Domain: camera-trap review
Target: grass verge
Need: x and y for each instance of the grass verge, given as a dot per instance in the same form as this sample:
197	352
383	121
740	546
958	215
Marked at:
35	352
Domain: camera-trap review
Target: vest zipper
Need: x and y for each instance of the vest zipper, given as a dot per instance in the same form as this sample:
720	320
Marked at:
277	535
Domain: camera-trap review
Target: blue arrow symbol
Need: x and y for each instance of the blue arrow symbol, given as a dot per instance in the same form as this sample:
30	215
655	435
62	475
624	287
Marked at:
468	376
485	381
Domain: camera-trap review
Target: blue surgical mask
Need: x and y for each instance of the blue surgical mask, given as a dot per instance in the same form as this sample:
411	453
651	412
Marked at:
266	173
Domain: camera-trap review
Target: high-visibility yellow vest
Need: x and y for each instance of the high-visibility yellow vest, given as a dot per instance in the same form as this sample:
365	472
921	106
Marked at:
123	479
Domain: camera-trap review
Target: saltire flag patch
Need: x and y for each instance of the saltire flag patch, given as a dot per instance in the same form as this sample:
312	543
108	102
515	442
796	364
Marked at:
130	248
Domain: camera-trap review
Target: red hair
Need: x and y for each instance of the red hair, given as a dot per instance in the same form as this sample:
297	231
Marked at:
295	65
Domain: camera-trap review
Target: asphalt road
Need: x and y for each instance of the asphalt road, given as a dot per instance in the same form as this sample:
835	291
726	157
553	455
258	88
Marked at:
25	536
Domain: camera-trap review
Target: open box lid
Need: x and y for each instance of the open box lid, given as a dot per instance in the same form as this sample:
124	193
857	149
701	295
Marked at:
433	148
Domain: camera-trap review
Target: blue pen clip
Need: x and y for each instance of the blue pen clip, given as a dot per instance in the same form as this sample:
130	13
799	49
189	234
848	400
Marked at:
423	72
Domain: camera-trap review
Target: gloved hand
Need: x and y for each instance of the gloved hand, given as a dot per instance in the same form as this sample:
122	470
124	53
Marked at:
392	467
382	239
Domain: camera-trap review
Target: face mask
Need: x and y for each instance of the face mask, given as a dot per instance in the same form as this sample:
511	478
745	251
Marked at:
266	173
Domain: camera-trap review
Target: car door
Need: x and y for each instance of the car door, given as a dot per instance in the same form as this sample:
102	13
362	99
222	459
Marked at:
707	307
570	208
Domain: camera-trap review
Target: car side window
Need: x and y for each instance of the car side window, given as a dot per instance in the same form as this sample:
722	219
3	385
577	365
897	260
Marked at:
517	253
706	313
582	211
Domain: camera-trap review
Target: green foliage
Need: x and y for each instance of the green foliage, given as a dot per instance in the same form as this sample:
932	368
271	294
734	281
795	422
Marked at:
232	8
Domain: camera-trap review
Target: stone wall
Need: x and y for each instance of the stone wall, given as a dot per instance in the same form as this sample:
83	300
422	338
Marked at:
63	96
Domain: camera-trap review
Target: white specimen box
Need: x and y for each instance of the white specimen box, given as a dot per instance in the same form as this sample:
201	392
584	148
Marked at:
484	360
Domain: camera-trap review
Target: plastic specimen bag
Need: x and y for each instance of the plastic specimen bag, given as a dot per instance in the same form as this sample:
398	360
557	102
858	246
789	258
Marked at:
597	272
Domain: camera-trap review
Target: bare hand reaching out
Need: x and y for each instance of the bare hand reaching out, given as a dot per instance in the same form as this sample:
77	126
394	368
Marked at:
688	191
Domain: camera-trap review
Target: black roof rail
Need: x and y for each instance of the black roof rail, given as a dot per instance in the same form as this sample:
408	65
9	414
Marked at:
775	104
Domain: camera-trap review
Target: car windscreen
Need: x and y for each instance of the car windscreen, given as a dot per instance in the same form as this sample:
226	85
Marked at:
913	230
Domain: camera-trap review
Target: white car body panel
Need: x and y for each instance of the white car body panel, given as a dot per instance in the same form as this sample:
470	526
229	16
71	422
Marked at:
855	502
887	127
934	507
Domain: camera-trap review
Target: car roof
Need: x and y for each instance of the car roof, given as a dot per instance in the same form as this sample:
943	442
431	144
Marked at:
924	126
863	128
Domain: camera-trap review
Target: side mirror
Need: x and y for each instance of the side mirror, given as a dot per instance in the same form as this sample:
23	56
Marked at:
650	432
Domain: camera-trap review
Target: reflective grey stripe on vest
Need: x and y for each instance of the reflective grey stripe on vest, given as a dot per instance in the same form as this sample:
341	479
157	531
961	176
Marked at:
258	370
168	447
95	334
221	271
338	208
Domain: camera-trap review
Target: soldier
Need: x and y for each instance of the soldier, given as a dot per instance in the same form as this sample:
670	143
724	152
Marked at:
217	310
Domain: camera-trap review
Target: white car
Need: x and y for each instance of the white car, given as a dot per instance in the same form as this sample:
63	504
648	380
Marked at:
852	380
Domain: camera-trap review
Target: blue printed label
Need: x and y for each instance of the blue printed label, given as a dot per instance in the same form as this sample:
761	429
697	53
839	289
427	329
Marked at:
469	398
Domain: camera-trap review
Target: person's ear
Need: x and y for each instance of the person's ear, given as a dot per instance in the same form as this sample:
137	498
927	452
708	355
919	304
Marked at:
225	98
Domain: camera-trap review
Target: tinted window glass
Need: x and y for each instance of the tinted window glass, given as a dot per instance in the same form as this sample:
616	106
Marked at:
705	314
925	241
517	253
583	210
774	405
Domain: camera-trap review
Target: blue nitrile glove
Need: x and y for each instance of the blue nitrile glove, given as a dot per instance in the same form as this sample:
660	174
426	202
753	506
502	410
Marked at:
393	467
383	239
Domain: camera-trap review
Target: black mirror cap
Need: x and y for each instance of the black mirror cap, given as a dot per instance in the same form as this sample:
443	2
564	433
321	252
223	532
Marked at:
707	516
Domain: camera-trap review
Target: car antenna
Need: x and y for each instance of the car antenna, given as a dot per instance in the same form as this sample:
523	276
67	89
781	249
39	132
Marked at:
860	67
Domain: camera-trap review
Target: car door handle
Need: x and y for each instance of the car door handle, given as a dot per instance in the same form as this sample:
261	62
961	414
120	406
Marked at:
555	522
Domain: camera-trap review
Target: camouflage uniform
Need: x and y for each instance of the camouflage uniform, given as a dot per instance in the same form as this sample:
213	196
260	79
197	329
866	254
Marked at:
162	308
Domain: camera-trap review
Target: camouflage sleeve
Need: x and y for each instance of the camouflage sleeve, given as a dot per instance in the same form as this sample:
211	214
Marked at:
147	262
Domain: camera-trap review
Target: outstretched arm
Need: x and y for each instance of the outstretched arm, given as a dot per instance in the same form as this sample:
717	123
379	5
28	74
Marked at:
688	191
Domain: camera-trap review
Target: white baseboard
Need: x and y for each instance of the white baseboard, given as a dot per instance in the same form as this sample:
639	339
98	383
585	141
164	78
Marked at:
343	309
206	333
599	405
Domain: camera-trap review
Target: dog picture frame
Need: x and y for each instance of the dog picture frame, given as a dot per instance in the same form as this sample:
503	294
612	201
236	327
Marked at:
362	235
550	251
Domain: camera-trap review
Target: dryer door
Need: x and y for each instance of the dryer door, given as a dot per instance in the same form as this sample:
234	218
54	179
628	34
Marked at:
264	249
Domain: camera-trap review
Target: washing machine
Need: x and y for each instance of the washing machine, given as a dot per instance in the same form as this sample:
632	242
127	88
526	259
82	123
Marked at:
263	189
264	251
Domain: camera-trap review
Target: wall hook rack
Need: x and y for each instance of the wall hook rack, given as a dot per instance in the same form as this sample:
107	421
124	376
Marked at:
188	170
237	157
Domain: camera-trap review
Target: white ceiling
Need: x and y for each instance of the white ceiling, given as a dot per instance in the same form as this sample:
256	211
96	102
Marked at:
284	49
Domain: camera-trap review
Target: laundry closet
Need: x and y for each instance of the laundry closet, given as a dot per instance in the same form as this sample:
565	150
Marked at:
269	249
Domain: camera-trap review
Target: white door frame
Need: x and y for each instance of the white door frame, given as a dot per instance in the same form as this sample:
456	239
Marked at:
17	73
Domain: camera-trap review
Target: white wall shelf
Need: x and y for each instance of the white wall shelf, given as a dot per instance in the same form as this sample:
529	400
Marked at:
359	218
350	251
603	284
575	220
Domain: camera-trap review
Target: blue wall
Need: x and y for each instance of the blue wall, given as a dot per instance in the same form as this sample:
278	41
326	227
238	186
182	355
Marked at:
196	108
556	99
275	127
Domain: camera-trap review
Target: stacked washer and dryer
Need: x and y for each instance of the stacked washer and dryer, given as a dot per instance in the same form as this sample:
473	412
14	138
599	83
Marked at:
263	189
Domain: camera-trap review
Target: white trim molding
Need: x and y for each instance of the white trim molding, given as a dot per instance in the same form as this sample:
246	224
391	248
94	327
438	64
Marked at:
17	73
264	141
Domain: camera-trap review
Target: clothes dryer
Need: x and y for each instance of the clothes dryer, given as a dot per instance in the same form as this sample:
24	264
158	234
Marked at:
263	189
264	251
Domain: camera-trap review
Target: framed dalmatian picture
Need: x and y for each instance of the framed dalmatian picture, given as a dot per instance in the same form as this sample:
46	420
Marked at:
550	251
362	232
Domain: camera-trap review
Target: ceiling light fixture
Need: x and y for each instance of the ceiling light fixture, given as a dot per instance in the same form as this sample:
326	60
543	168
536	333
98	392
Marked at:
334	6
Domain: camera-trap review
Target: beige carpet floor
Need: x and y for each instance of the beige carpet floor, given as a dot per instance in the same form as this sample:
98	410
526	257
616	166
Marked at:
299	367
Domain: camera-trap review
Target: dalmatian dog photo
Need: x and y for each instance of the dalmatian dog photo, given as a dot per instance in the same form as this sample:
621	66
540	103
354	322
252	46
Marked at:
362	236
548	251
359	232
--------------------------------------------------
> [ACTION ITEM]: The answer must be every line of the data that holds the word "visibility".

> [RESULT OF THE EXERCISE]:
Target: high-visibility yellow vest
Need: x and y for each instance of the high-visibility yellow vest, given as a dot per instance in the same form as this sample:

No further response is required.